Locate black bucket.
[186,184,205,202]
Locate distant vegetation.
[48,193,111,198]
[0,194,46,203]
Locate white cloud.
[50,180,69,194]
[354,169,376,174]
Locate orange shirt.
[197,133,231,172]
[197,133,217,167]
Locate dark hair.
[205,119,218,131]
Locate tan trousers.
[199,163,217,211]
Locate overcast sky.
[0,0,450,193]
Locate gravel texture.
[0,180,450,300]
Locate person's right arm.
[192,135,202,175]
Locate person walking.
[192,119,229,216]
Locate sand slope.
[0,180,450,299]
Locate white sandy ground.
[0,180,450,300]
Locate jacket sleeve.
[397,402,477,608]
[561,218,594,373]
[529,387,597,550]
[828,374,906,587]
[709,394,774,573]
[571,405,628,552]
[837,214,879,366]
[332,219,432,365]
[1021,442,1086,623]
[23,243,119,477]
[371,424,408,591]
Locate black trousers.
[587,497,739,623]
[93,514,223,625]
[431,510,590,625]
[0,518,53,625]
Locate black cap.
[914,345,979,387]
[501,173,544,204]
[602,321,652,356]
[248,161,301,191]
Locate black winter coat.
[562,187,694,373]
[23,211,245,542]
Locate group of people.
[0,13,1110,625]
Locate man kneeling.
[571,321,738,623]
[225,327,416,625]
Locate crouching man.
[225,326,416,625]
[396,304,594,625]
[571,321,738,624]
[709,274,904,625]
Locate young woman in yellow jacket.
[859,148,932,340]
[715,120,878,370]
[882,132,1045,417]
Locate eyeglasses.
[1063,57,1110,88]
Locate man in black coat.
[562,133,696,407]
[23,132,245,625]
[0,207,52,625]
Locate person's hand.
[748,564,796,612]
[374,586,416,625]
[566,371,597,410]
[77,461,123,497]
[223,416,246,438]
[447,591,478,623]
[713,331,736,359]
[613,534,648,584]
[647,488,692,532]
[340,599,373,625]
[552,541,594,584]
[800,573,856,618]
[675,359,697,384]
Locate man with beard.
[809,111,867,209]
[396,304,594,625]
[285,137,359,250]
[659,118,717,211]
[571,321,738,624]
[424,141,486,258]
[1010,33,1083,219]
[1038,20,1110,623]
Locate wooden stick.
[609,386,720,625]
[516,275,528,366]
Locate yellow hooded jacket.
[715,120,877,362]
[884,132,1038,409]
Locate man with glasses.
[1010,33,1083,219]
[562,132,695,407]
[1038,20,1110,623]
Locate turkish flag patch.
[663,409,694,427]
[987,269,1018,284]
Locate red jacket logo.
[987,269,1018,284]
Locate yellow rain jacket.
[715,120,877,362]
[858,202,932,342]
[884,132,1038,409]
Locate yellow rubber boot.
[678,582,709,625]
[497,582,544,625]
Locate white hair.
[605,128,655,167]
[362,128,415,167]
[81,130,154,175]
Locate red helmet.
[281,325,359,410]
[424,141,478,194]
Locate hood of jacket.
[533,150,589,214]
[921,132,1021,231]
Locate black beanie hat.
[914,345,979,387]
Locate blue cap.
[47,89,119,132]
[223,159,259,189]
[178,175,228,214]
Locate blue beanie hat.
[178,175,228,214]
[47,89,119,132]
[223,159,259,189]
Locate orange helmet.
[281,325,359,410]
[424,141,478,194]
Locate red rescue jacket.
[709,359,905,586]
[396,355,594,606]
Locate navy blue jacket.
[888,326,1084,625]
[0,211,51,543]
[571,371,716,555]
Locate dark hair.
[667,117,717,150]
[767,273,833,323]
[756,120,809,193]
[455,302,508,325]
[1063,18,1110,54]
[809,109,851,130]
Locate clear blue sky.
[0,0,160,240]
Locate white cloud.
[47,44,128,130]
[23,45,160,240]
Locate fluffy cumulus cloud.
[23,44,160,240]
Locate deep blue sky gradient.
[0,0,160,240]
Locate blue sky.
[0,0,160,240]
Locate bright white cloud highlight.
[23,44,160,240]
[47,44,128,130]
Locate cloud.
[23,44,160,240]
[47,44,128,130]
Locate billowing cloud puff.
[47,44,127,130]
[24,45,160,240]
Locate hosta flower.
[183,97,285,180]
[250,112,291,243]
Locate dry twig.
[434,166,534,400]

----------------

Extrae del listado todas las líneas que contengan la palabra "jacket". Distingue entre mayúsculas y minúsculas.

=== RESPUESTA ===
Locate jacket sleeve.
Locate young woman in yellow jacket.
Locate yellow hooded jacket.
Locate red jacket logo.
Locate yellow rain jacket.
Locate hood of jacket.
Locate red rescue jacket.
Locate navy blue jacket.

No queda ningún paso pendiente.